> _What is needed_:
Lift out all lines below that contain "skirt".

> _Point localization data_:
Start of Block

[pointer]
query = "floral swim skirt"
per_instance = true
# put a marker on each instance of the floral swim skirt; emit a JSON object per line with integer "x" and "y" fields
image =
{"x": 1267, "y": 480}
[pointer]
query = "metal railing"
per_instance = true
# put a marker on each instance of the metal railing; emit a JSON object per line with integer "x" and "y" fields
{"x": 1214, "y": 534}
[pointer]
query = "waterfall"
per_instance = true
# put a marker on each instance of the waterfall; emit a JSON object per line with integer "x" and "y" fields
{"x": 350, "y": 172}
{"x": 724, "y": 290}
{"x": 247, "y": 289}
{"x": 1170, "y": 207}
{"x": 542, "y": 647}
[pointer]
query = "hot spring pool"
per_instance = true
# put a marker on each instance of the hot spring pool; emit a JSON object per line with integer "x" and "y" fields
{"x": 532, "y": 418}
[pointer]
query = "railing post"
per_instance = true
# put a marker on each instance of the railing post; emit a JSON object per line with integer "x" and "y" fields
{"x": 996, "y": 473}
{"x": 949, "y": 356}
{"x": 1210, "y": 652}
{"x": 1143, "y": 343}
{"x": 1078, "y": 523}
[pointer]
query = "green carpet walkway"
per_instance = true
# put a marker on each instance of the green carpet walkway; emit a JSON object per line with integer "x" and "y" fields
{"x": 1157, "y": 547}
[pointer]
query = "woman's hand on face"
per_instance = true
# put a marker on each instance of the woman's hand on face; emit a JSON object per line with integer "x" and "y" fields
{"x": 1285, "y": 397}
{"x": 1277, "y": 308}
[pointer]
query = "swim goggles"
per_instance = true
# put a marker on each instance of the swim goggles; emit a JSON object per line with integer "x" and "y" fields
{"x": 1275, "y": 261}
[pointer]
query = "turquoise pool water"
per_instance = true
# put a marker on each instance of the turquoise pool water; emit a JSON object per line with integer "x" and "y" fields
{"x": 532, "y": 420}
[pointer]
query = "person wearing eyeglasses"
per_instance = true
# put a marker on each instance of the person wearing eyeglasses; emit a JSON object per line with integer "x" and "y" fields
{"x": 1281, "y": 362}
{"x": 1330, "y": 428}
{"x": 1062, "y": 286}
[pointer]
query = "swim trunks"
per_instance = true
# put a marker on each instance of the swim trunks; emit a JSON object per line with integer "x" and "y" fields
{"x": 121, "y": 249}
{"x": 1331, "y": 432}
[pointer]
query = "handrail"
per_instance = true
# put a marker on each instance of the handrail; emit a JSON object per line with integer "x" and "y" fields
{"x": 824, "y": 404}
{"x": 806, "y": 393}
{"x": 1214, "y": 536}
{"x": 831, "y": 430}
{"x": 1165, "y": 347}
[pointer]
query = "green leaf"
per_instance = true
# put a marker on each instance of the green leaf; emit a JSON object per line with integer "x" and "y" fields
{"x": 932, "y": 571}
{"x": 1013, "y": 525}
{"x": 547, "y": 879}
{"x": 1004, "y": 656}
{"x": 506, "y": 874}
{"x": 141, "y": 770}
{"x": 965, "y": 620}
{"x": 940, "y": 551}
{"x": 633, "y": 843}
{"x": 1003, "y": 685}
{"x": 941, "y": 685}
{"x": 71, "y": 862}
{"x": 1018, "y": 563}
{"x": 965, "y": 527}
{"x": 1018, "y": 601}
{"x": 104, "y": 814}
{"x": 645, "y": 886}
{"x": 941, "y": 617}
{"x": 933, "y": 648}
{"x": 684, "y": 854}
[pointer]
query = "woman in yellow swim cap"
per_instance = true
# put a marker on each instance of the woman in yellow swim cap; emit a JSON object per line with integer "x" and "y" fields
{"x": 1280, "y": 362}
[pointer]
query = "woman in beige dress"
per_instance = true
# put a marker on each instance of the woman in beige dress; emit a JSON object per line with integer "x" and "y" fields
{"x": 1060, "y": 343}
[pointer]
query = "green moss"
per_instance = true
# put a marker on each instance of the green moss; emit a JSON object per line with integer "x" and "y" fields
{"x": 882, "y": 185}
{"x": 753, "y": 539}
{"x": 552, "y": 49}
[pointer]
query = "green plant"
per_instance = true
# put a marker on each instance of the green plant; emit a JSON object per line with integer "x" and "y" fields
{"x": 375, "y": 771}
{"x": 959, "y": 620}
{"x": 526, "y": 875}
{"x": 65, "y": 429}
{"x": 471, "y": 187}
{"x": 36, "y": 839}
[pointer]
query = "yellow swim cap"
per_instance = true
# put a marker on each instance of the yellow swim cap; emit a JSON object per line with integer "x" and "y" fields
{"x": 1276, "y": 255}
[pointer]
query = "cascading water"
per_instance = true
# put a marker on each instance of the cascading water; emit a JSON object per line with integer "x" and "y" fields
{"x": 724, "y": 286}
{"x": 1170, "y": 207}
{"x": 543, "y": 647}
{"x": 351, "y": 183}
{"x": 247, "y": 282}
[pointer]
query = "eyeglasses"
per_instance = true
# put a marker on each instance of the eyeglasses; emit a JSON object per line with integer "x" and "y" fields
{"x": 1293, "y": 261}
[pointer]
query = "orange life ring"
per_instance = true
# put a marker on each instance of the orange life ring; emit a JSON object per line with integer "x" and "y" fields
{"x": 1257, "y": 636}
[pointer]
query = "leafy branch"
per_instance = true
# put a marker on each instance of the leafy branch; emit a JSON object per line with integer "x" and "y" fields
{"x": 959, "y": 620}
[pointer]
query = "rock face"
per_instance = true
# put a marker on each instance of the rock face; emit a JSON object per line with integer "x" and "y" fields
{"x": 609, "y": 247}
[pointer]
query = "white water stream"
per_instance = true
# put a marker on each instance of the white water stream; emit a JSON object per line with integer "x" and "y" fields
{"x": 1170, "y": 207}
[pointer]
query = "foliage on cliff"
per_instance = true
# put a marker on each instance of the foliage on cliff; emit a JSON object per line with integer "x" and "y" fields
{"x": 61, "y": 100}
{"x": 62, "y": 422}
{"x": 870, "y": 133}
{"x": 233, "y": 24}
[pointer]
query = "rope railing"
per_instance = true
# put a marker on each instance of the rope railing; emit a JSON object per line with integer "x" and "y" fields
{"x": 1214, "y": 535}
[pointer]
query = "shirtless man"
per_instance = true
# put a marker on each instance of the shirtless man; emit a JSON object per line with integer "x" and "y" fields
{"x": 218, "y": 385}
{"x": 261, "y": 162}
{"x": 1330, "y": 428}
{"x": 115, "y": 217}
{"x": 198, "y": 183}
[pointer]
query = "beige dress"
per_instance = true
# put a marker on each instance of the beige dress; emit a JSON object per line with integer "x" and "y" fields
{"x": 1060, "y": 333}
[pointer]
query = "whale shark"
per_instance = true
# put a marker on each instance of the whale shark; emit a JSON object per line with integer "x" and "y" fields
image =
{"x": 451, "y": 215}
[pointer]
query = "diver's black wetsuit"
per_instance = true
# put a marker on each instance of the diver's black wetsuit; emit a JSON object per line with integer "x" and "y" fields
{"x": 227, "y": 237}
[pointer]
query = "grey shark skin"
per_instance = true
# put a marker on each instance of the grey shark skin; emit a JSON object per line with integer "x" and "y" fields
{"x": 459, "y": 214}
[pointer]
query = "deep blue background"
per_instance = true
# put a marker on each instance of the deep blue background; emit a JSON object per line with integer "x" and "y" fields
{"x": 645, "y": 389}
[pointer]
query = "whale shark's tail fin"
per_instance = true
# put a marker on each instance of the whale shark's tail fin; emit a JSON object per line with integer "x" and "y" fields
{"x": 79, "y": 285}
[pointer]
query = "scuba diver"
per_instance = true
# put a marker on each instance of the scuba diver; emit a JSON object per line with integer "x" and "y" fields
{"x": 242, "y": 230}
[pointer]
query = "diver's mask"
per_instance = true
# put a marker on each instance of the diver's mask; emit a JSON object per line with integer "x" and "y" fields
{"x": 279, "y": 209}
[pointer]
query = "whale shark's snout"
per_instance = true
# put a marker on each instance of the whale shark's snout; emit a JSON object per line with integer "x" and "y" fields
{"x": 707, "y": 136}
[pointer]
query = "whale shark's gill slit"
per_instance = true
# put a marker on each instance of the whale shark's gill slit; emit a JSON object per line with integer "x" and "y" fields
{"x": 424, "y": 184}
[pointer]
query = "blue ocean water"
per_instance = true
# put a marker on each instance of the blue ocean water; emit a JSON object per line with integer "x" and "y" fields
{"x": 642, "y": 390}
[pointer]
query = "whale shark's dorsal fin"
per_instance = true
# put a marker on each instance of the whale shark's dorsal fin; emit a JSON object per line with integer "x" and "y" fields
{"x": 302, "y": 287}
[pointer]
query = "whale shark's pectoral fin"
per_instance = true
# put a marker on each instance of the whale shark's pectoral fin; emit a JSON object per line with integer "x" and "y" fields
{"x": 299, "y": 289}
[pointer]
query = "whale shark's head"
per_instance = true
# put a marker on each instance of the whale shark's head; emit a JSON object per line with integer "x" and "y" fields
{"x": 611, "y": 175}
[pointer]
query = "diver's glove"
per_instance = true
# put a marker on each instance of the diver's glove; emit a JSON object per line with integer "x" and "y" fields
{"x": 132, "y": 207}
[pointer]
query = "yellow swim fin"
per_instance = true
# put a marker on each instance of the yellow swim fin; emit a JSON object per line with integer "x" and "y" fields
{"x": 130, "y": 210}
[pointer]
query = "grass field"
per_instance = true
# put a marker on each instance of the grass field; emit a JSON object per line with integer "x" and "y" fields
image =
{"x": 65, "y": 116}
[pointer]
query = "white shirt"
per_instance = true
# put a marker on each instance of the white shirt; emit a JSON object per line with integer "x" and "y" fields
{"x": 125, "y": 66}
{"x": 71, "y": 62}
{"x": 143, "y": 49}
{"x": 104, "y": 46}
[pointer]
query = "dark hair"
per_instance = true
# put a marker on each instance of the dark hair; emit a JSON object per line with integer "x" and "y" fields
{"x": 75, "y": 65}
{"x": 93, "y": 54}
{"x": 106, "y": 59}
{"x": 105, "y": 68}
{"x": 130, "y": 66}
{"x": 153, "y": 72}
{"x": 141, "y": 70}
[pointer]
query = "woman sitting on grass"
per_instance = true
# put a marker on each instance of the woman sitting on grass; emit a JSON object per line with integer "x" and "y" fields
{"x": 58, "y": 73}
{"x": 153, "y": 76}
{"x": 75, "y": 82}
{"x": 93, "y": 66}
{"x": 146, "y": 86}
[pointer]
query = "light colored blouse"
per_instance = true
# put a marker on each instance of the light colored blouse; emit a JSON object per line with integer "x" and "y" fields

End of Block

> _Output_:
query = "floral swim skirt"
# put a marker on each instance of the floral swim skirt; emit a JSON object per line with integer "x" and "y" fields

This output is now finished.